Here the job is to transcribe the data exactly while omitting the images.

Start of Information supplied

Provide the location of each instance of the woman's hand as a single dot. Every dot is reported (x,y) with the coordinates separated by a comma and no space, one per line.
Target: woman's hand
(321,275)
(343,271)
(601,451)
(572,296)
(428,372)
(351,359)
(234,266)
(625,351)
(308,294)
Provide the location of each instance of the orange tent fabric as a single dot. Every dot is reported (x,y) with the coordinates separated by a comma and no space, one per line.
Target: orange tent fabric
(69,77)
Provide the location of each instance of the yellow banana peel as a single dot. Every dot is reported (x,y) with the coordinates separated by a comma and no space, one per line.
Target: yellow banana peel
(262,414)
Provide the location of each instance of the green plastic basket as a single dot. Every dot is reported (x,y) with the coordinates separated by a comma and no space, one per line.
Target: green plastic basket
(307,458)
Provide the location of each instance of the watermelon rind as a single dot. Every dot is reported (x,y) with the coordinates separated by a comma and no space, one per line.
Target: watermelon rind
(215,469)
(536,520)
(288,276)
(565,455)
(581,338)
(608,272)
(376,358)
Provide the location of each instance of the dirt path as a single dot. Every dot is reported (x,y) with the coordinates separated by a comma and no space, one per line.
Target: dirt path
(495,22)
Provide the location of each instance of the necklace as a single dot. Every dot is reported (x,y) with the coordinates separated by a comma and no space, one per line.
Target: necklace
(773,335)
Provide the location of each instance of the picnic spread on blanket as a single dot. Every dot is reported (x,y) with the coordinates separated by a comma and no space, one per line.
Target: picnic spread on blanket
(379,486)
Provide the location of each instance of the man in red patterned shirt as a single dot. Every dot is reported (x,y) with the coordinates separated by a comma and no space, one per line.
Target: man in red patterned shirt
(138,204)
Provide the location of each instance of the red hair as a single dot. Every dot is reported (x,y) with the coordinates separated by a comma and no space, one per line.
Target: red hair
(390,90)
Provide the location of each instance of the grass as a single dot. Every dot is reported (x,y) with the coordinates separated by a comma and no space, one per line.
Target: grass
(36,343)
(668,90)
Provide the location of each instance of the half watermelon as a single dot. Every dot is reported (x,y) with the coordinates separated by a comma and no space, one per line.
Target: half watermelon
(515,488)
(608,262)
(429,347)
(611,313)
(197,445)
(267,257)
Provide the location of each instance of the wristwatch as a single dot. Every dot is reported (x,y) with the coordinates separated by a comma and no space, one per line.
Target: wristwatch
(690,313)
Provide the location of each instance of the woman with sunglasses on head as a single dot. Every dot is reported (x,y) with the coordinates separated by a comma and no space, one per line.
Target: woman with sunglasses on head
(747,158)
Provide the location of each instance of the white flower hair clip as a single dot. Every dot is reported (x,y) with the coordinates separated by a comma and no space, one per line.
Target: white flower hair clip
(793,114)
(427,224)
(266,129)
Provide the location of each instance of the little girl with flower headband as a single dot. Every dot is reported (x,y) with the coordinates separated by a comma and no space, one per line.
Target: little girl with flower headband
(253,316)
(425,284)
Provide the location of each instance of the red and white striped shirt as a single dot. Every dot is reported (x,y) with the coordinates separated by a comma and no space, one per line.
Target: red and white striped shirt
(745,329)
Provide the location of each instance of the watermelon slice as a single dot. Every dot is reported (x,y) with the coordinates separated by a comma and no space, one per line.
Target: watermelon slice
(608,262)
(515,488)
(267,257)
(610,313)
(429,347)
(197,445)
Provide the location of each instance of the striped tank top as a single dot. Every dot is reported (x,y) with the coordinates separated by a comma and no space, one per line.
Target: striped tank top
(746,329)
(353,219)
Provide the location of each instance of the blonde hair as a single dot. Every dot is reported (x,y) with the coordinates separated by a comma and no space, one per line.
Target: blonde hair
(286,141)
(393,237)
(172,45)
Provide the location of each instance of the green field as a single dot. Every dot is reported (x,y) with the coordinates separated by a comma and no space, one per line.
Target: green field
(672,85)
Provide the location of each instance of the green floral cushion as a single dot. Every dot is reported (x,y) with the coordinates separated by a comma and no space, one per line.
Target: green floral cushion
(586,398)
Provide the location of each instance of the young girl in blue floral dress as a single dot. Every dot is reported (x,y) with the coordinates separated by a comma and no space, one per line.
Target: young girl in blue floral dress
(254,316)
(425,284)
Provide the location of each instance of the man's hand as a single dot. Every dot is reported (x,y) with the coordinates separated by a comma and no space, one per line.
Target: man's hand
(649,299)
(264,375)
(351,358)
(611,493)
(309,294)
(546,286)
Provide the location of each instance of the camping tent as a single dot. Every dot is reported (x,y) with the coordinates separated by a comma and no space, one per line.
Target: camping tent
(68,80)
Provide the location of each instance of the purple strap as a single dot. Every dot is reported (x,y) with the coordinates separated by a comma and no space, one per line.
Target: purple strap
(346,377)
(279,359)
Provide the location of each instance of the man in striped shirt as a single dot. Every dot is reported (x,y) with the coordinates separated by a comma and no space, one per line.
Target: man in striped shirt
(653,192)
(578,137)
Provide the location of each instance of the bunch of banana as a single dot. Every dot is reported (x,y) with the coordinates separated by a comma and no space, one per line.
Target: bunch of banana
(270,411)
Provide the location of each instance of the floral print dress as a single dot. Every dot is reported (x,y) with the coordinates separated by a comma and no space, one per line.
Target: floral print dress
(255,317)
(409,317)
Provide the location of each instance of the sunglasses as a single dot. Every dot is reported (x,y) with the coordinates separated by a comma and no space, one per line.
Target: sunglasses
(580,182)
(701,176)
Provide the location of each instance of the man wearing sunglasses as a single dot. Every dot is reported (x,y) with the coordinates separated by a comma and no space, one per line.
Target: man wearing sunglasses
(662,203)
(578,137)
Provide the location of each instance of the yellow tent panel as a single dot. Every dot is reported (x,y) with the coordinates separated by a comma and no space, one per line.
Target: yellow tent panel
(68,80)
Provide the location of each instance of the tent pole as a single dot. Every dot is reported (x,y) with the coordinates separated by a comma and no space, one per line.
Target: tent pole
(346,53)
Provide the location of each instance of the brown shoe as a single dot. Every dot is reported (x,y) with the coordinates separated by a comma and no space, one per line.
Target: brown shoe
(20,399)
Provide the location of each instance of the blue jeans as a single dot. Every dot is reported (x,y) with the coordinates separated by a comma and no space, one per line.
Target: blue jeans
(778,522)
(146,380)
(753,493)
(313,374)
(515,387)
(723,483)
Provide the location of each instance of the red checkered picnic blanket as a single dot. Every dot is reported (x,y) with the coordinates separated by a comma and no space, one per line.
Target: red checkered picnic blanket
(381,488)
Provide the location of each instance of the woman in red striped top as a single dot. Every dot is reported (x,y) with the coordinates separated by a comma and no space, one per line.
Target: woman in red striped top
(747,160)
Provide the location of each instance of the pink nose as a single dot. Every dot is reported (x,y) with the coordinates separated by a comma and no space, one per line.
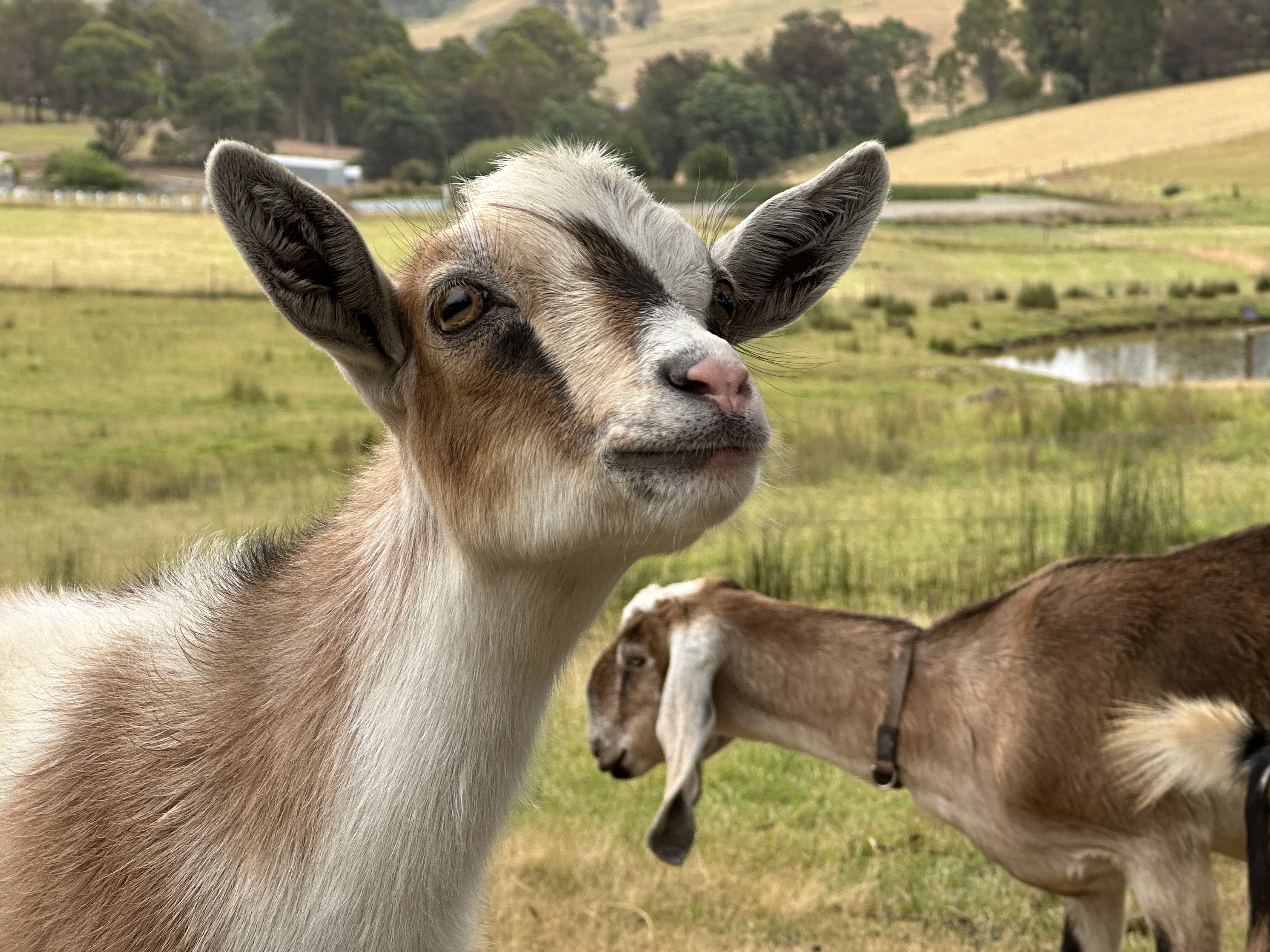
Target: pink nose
(724,381)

End of Information supplied

◆ Result below
Provide the location of each instance of the woman's hand as a single dot. Every dot is reported (x,y) with the coordinates separated by a comma and no space, one per line.
Target: woman's hand
(321,275)
(343,271)
(601,451)
(572,296)
(428,372)
(351,359)
(234,266)
(625,351)
(308,294)
Provide the location of each instance of the orange tent fabric as a single dot. Every dot is reported (x,y) with the coordinates separated by a comma and no space, one per line.
Target: orange tent fabric
(69,77)
Provide the location of each instance of the yellow banana peel as a single dot. Every dot is reported (x,y) with the coordinates separated by a comma and no space, one per line.
Target: yellow banana peel
(262,414)
Provide the location of each instance of the green plastic basket as a single dot. Every dot is reported (x,y) with the coordinates separated by a comma and no space, one per line.
Target: green plastic basket
(307,458)
Provide the location of each instance of the watermelon rind as a single dot. Every dot is reported (x,y) with the coordinates separated by a comma and no space, one per line.
Target: watermelon rind
(215,469)
(536,520)
(288,276)
(565,455)
(581,338)
(608,272)
(376,358)
Provide the location of each instance of the dirt path as a single dot. Every dot is reported (x,y) with the coordinates separated by a comma and no space, one per line.
Target: dirt path
(495,22)
Provide the location of each instance of the necklace as a single dot. Every dot is reported (x,y) with the coordinates separated by a comma and no space, one per line.
Target: necklace
(773,335)
Provide the location of each instance of the picnic spread on blanket as a single dot. Every dot is reported (x,y) with the coordinates separated by a comma and no space, one per line.
Target: picnic spread on blanket
(379,486)
Provide the location of each instance of the man in red patterned shirt as a single dot. Every dot is reported (x,y) with the coordinates separated by a comma and no space, one per line.
Target: man in red patterned shirt
(138,204)
Provide the location of each instance of the red hair as a single dot. Every dot is reported (x,y) with the coordinates separated by a comma and no space, one per line.
Target: red hair
(390,90)
Provide the location of each instance of the grass as a single dot. Every dot is reported (x,y) with the coordinates separated by a comma and no space, one per line.
Target: grass
(36,343)
(668,90)
Provide the location of each instance of the half watermelon as a single dot. Every dot is reported (x,y) with the coordinates separated by a comma and no space, one per line.
Target: half watermelon
(515,488)
(608,262)
(429,347)
(611,313)
(197,445)
(267,257)
Provide the location of each instance of the wristwatch as a single dot. Every dot is reported (x,y) with the coordinates separated by a comma and no space, one per line.
Target: wristwatch
(690,313)
Provide the location of each instance of the woman with sunglasses on head as a single dot. Every dot is reported (x,y) with the coordinates separated by a comma and no space, one per line.
Target: woman with sunglasses on head
(747,158)
Provide the location of each instance of the white flower hair clip as a single dot. Every dot is reported (x,y) with the coordinates separated by a comma and no space, one per line.
Target: white flower hair clip
(793,114)
(427,224)
(266,129)
Provide the location of each instance of the little girl with flower headband as a single dot. Every dot is reported (x,y) with the coordinates separated by a comma and no space, one per line.
Target: little girl with flower headband
(253,316)
(425,284)
Provide the location of each instance of the red and white striped shirt as a single dot. Every dot is reported (x,y) with the coordinates separated by a comma and no space, one per line.
Target: red and white striped shirt
(745,329)
Provide the location of each instance of the watermelon slice as a single dot. Every dot is reported (x,y) with the coordinates separated by a comma and no space, one per line.
Target: watermelon slice
(608,262)
(515,488)
(267,257)
(610,313)
(429,347)
(197,445)
Provide the location of each instance of the striped tank top as a single dot. Every dot is reported (x,y) with the coordinates separated by a comma and no space, one per line.
Target: striped tank top
(746,329)
(353,219)
Provide the location of each instance of the blonde hair as a single dot. Every dot is reported (x,y) with the coordinates separated by a comma and no space, one per line.
Target: blonde hair
(286,141)
(393,237)
(172,45)
Provide the location of each instance of the green field as a single dot. Every dot is reported (x,y) with the coordinates separated by a comma and no space, one per line.
Target: green field
(672,85)
Provide the location of each instance of the green floral cushion as a single dot. Every dot is reported (x,y) with the coordinates separated by a comma and no space, one per line.
Target: green floral cushion
(586,398)
Provide the location of each instance of the young girl in blue floral dress as a single dot. Every dot is reported (x,y) with the coordinates separated by a comma and no space, one per line.
Target: young girl in blue floral dress
(254,316)
(425,284)
Provide the location of each instance of the man's hand as a single dot. Every dot is reported (x,y) with the coordinates separated by a comma and no space, one per line.
Target: man's hand
(649,299)
(264,375)
(351,358)
(611,493)
(309,294)
(546,286)
Provide the location of each instance of the camping tent as a single dot. Every dot is reported (x,y) with the coordinates separated by a comma and no space, one per line.
Target: camping tent
(68,80)
Provide the location of each instance of the purple strap as a single dot. Every dot is reported (x,y) with the coordinates separated by a comma and no space, one per line.
Target: purple strap
(346,377)
(279,359)
Provide the location of each instance of the man in striped shirt as a single dot. Every dot is reported (x,y) with the coordinates separated by a comma and no space, one per line.
Target: man in striped shirt
(653,192)
(578,137)
Provide the location of each instance of the bunch of banana as a single dot. Every dot is reported (x,y) with the coordinates separated by a comma and no space, one per line.
Target: bunch of banana
(270,411)
Provide the location of each instance of the floral print dress as a single dot. Every dot is reported (x,y) with the coordinates separated by a comma and no space, one per line.
Target: floral print dress
(255,317)
(409,317)
Provide the location of each instance of the sunglasses as a single dot. Every dot is reported (x,y) with the coordinates separated by a comma and no space, one per line.
Target: sunglasses
(580,182)
(701,176)
Provide the location of each instance of the man wearing sunglasses as a single dot. Every dot is reported (x,y) with the coordinates separated by a comma and no space, one per line.
Target: man wearing sunglasses
(662,203)
(578,137)
Provide the location of each instance of the yellow tent panel as a single dot. Every dot is reported (x,y) with the coordinates separated by a comma and no space, one per line.
Target: yellow tent panel
(68,80)
Provide the location of each instance of the tent pole as a single dot. Every dot is reported (x,y) with the coordinates separated by a comma and no space, one per line.
Target: tent pole
(346,53)
Provide the location of each instance of the brown shoe as a single dot. Every dot is reported (x,y) with the coordinates separated by a comma and no space, one per line.
Target: brown shoe
(20,399)
Provide the location of each instance of the blue jeans as a single dot. Every dot is reported (x,y) with the coordinates separated by a comma and no space, one per line.
Target: blue jeans
(778,522)
(146,380)
(753,493)
(313,374)
(515,387)
(723,483)
Provide the location of each instance of the red checkered picnic blanket as a single dot. Every dot is reported (x,y) with the coordinates separated by a comma and no space, one per line.
Target: red checkered picnic blanket
(381,488)
Provide the location of each instance of the woman in red striped top as a single dot. Every dot is reported (x,y) with the coordinates separated by a comma and no space, one per line.
Target: woman in red striped top
(747,160)
Provide the location of each instance of the pink nose as a single dot. Every dot is reported (x,y) with the coordinates separated by a comma and no space, one per line.
Target: pink nose
(724,381)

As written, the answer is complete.